- **Direction**: Rename every "spinach leaf" to "spinach plant" and give the lines below again with nothing else changed, leaving the pictures out.

- **Records for this exercise**:
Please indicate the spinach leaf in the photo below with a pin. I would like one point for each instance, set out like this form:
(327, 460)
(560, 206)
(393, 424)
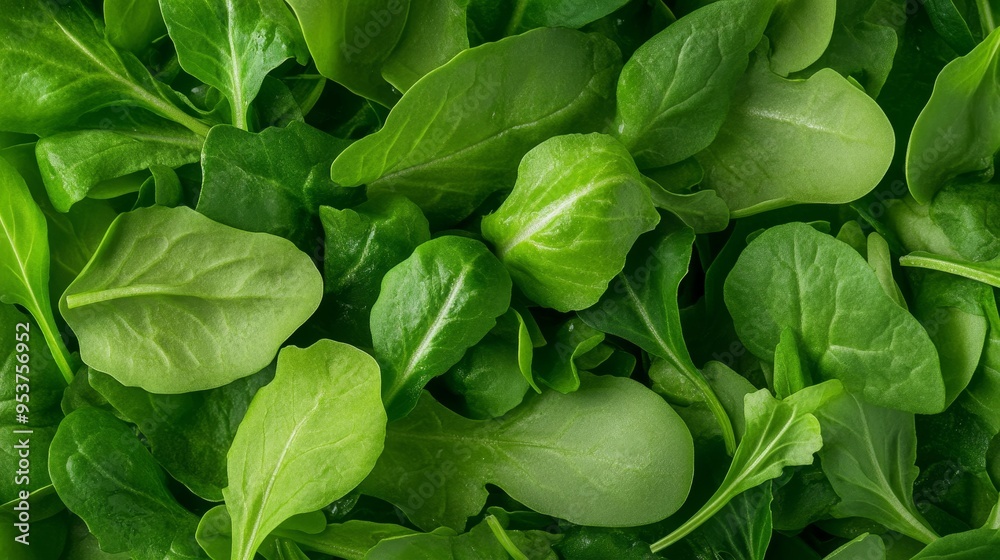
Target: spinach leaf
(362, 244)
(456, 136)
(173, 302)
(67, 68)
(465, 288)
(641, 307)
(188, 434)
(675, 91)
(435, 32)
(799, 32)
(784, 142)
(24, 261)
(583, 183)
(94, 453)
(271, 182)
(868, 455)
(575, 456)
(321, 413)
(947, 140)
(794, 276)
(232, 45)
(350, 41)
(73, 164)
(778, 434)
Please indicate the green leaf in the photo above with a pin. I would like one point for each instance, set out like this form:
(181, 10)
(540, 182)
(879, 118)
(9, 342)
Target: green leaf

- **Task result**:
Please indicate the spinach plant in the photo below with a pin. I would like one point for each instance, set out like this form:
(327, 460)
(560, 206)
(393, 424)
Target: spinach plant
(362, 244)
(456, 136)
(173, 302)
(67, 68)
(465, 288)
(641, 307)
(188, 434)
(675, 91)
(435, 32)
(799, 32)
(784, 142)
(24, 261)
(583, 183)
(94, 453)
(271, 182)
(868, 455)
(575, 456)
(321, 413)
(947, 140)
(794, 276)
(232, 45)
(350, 41)
(73, 164)
(778, 434)
Please indicate the green leaf in the photo above with a pin. I would like one point for each instance, set out like this form:
(181, 10)
(540, 182)
(879, 118)
(9, 342)
Target: green leaf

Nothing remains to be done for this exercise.